## start Given data
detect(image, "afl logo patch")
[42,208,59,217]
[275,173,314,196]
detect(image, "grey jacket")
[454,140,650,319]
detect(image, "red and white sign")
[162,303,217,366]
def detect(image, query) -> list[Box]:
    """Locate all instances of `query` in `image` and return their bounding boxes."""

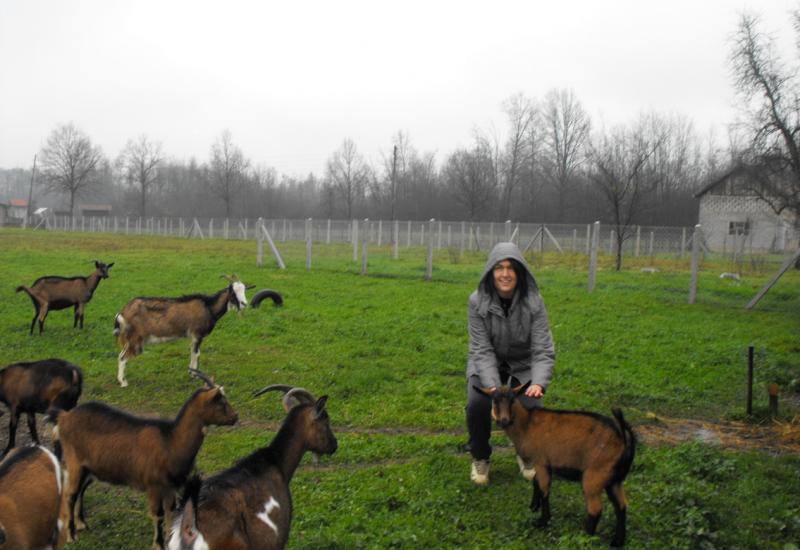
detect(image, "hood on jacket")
[478,242,539,295]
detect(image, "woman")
[467,243,555,485]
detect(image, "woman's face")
[493,260,517,298]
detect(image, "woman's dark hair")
[481,258,528,302]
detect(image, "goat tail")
[114,313,127,336]
[44,407,64,462]
[611,408,637,481]
[255,289,283,308]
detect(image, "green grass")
[0,230,800,550]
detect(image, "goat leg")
[27,412,39,445]
[530,477,542,512]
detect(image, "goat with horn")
[168,384,338,550]
[114,274,283,387]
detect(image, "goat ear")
[472,384,497,397]
[511,380,531,395]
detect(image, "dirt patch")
[634,416,800,454]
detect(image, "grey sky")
[0,0,797,175]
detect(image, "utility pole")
[392,145,400,243]
[25,155,36,226]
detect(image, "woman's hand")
[525,384,544,397]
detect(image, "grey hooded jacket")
[467,243,556,389]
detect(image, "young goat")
[475,383,636,546]
[169,385,338,550]
[0,359,83,456]
[51,372,238,548]
[0,446,64,550]
[17,260,114,334]
[114,275,282,387]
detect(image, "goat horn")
[253,384,316,412]
[189,369,216,388]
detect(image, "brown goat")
[169,385,338,550]
[0,446,64,550]
[0,359,83,456]
[17,260,114,334]
[51,373,238,548]
[114,275,282,388]
[475,382,636,546]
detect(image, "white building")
[695,167,800,252]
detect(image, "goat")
[168,385,338,550]
[114,275,282,388]
[17,260,114,334]
[0,359,83,456]
[475,382,636,546]
[0,446,64,550]
[51,372,238,548]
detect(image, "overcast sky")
[0,0,798,175]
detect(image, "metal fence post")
[588,221,600,292]
[688,223,703,304]
[423,218,434,281]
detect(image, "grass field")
[0,230,800,550]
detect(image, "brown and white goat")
[17,260,114,334]
[475,383,636,546]
[0,446,64,550]
[0,359,83,456]
[169,385,338,550]
[114,275,280,387]
[51,372,238,548]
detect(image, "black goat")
[17,260,114,334]
[0,359,83,460]
[169,385,338,550]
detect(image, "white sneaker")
[469,460,489,485]
[517,455,536,481]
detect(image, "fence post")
[306,218,313,271]
[256,218,264,267]
[681,227,686,260]
[586,223,592,256]
[588,221,600,292]
[350,220,358,262]
[688,223,702,304]
[392,220,400,260]
[425,218,434,281]
[361,218,369,275]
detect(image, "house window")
[728,221,750,235]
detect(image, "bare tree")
[41,122,103,217]
[731,10,800,217]
[209,130,250,218]
[444,140,497,221]
[327,138,371,219]
[500,93,536,220]
[116,135,164,218]
[588,120,663,271]
[542,90,591,220]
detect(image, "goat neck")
[169,390,214,473]
[209,287,233,322]
[267,405,314,483]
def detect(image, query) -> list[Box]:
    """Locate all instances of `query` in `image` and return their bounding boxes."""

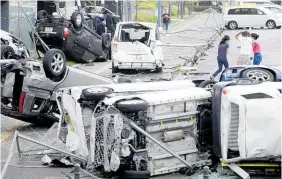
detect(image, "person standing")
[210,35,230,80]
[235,31,253,65]
[162,10,170,35]
[251,33,262,65]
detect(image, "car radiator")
[228,103,239,151]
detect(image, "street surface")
[1,10,282,179]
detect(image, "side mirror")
[59,2,66,8]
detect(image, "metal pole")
[116,0,118,15]
[158,0,162,27]
[203,166,210,179]
[129,119,192,168]
[73,164,80,179]
[18,133,87,162]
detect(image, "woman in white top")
[235,31,253,65]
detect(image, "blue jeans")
[212,58,229,77]
[254,53,262,65]
[163,22,168,30]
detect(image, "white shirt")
[238,35,253,55]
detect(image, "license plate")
[135,56,143,61]
[45,27,53,32]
## end Given data
Task directions
Reproduce all of the material above, swapping "bare tree" for "leafless tree" and leaving everything else unchanged. Omit the pictures.

The result
detect(image, "afl logo patch")
[42,208,59,217]
[275,173,314,196]
detect(image, "grey jacket")
[454,140,650,319]
detect(image, "red and white sign")
[162,303,217,366]
def detect(image, query) -> list[Box]:
    """Locate all instances of `query` in `image` and return their bounding boxes."""

detect(image, "hood on jacket")
[478,242,539,295]
detect(image, "woman")
[467,243,555,485]
detect(image, "woman's face")
[493,260,517,298]
detect(image, "woman's dark hair")
[481,258,528,302]
detect(image, "goat tail")
[114,313,127,336]
[44,407,64,462]
[611,408,637,481]
[255,289,283,308]
detect(image, "green grass")
[0,230,800,550]
detect(image, "goat leg")
[27,412,39,445]
[530,477,542,512]
detect(image, "goat with horn")
[168,384,338,550]
[114,274,283,387]
detect(image, "goat ear")
[472,384,497,397]
[511,380,531,395]
detect(image, "dirt patch")
[634,416,800,454]
detect(image, "grey sky")
[0,0,797,175]
detect(image, "utility pole")
[392,145,400,243]
[25,155,36,226]
detect(image, "woman's hand")
[525,384,544,397]
detect(image, "grey hooded jacket")
[467,243,556,389]
detect(image, "young goat")
[475,383,636,546]
[169,385,338,550]
[0,359,83,456]
[51,372,238,548]
[0,446,64,550]
[17,260,114,334]
[114,275,282,387]
detect(image, "goat horn")
[253,384,316,412]
[189,369,216,388]
detect(image, "brown goat")
[169,385,338,550]
[0,446,64,550]
[0,359,83,456]
[17,260,114,334]
[51,373,238,548]
[114,275,282,388]
[475,382,636,546]
detect(image, "white building")
[695,167,800,252]
detect(image, "goat")
[168,385,338,550]
[114,275,282,388]
[17,260,114,334]
[0,359,83,456]
[475,382,636,546]
[0,446,64,550]
[51,372,238,548]
detect(image, "overcast sky")
[0,0,798,175]
detect(image, "metal fence post")
[588,221,600,292]
[688,223,703,304]
[423,218,434,281]
detect(image, "grass field")
[0,230,800,550]
detect(image, "brown and white goat")
[17,260,114,334]
[475,383,636,546]
[0,446,64,550]
[0,359,83,456]
[169,385,338,550]
[114,275,280,387]
[51,372,238,548]
detect(image, "black goat")
[17,260,114,334]
[0,359,83,460]
[169,385,338,550]
detect(image, "white sneaker")
[469,460,489,485]
[517,455,536,481]
detect(image, "fence post")
[306,218,313,271]
[256,218,264,267]
[681,227,686,260]
[586,223,592,256]
[588,221,600,292]
[350,220,358,262]
[688,223,702,304]
[392,220,400,260]
[425,218,434,281]
[361,218,369,275]
detect(image, "house window")
[728,221,750,235]
detect(image, "leafless tree")
[41,122,103,217]
[731,10,800,217]
[209,130,250,218]
[444,140,497,221]
[327,138,371,219]
[500,93,536,220]
[116,135,164,218]
[588,120,663,271]
[542,90,591,220]
detect(image, "goat neck")
[169,390,214,473]
[209,287,233,322]
[267,405,314,483]
def detect(image, query) -> list[Box]:
    """Locate all instances of `query` in `image` and return their bounding boxes."""

detect(image, "person standing")
[210,35,230,80]
[235,31,253,65]
[162,10,170,35]
[251,33,262,65]
detect(image, "car radiator")
[228,103,239,151]
detect(image, "street surface")
[1,10,282,179]
detect(image, "side mirror")
[59,2,66,8]
detect(image, "metal pole")
[116,0,118,15]
[158,0,162,27]
[203,166,210,179]
[129,119,192,168]
[73,164,80,179]
[18,133,87,162]
detect(image, "woman in white top")
[235,31,253,65]
detect(image, "blue jeans")
[212,58,229,77]
[254,53,262,65]
[163,22,168,30]
detect(image, "white shirt")
[238,35,253,55]
detect(image, "license plate")
[135,56,143,61]
[45,27,53,32]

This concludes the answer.